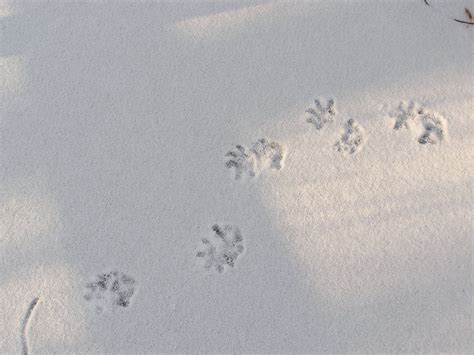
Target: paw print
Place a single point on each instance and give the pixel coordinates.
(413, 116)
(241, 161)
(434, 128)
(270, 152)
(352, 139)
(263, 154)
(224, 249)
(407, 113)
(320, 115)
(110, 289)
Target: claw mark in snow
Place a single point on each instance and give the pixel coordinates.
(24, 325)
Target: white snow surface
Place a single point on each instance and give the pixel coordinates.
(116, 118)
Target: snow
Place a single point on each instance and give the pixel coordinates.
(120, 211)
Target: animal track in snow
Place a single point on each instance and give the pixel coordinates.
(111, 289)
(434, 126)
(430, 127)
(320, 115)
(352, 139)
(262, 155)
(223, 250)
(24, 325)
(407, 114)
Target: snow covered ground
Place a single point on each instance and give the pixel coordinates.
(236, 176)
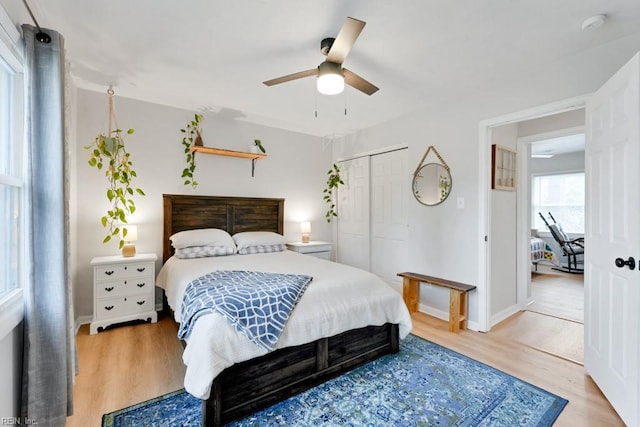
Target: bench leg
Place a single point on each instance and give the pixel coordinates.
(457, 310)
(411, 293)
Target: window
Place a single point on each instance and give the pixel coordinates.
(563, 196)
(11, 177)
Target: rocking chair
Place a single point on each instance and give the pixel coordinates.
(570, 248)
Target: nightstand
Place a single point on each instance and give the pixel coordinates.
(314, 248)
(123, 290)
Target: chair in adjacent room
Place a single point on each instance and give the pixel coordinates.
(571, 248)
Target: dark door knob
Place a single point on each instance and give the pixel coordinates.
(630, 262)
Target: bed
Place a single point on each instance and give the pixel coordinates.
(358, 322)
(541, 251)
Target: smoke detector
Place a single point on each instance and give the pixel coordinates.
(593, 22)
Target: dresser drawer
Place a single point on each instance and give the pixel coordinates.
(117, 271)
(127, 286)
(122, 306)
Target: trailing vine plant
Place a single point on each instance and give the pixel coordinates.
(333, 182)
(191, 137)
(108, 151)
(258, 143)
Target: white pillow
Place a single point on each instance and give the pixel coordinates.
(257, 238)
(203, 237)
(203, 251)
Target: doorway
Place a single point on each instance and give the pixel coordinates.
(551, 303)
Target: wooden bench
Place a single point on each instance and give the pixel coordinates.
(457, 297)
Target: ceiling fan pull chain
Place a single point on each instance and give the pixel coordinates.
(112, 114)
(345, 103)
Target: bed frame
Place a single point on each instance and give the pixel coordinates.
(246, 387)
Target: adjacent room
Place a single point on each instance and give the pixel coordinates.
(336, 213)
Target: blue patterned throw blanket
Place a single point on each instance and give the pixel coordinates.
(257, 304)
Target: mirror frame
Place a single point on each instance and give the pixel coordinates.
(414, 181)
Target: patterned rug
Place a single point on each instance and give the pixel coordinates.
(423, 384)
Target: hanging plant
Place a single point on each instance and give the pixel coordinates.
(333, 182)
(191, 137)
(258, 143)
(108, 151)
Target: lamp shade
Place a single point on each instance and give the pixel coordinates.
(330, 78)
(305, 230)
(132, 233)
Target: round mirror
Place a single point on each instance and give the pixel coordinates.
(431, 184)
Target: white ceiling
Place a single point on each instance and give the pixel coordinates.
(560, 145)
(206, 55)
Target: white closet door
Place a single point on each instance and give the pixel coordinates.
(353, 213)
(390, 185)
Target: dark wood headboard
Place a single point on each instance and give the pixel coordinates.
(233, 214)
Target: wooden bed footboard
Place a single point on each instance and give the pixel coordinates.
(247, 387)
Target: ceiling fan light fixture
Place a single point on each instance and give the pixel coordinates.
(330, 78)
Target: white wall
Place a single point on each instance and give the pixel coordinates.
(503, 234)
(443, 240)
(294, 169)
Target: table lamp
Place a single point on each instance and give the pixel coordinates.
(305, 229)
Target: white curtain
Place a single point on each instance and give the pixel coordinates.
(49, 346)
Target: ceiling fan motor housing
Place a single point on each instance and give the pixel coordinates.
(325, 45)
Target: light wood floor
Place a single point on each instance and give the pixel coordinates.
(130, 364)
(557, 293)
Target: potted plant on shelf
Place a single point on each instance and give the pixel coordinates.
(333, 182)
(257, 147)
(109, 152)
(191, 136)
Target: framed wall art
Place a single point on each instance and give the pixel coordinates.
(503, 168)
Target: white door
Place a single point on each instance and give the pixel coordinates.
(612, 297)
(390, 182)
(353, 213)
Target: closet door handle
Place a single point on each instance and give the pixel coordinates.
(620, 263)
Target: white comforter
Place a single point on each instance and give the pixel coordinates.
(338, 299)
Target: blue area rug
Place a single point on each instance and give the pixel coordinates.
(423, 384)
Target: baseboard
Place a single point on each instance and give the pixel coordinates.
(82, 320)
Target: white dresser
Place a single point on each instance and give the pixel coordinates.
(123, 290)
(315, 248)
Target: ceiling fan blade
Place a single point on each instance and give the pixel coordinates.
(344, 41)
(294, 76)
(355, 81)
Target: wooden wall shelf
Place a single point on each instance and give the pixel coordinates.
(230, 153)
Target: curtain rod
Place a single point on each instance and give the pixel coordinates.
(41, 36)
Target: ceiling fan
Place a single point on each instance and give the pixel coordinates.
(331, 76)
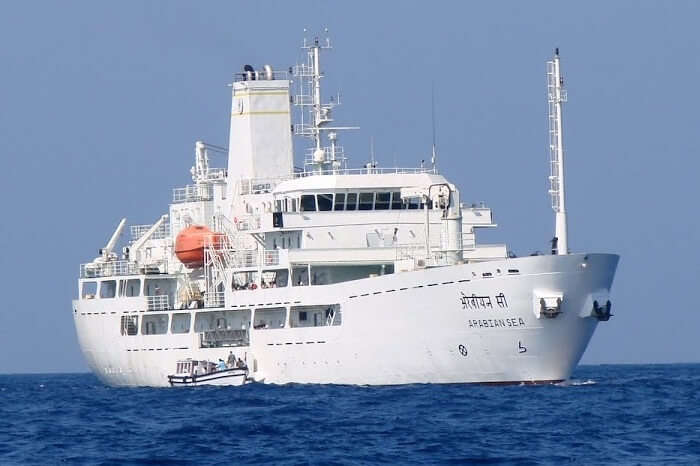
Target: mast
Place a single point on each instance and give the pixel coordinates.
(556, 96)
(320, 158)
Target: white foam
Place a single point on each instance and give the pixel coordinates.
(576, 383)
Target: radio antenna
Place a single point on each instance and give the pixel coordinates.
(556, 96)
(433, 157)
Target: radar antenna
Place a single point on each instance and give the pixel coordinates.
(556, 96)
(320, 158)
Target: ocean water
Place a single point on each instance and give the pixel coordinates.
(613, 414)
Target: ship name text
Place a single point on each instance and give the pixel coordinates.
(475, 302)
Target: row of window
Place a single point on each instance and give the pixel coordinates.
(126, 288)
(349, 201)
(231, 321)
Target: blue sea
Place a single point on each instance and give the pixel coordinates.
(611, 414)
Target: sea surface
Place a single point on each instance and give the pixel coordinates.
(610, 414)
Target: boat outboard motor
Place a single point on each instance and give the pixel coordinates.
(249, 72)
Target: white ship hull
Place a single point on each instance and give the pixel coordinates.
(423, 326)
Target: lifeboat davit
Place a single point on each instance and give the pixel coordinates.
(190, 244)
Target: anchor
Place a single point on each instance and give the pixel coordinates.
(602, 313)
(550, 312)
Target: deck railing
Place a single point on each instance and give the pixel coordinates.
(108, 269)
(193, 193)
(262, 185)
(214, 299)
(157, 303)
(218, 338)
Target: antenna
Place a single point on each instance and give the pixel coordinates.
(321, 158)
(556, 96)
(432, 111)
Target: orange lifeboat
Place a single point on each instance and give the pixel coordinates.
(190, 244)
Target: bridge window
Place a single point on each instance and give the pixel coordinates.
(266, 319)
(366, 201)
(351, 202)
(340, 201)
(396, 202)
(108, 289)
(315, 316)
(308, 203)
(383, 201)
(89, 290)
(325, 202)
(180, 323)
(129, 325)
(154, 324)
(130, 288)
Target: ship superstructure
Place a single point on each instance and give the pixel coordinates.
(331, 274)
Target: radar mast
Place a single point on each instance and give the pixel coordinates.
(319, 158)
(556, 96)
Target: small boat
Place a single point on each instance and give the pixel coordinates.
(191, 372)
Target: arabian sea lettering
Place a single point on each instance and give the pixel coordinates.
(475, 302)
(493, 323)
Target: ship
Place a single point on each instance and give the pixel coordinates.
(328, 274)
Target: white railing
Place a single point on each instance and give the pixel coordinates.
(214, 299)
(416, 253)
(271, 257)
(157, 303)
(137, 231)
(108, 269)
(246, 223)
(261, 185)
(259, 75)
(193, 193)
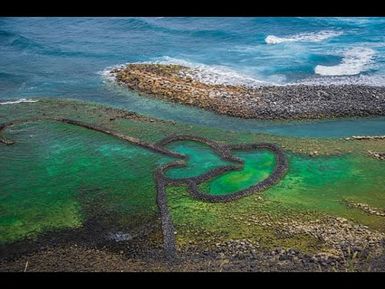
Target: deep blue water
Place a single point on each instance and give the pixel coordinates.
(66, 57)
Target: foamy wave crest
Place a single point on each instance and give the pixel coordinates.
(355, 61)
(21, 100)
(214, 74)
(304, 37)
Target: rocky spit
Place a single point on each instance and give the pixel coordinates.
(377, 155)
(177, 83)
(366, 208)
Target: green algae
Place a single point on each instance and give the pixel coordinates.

____________

▶ PROBLEM
Can you rewrite the records starting at the line that contains "Target: deep blue water" and ending at the end of the records, with "foamy wave crest" replaced by "breaking wave crest" and everything else left unchanged?

▶ TASK RESULT
Target: deep blue water
Place a single point on each instance and give the pixel coordinates.
(66, 57)
Target: breaking wave crest
Place a single point on each instance and give the pixel coordinates.
(355, 61)
(21, 100)
(214, 74)
(304, 37)
Target: rocky spit
Place a single point on each instance and give the pixel coordinates.
(377, 155)
(177, 83)
(366, 208)
Target: green algae
Place a single point on each instance and give the pixel coordinates.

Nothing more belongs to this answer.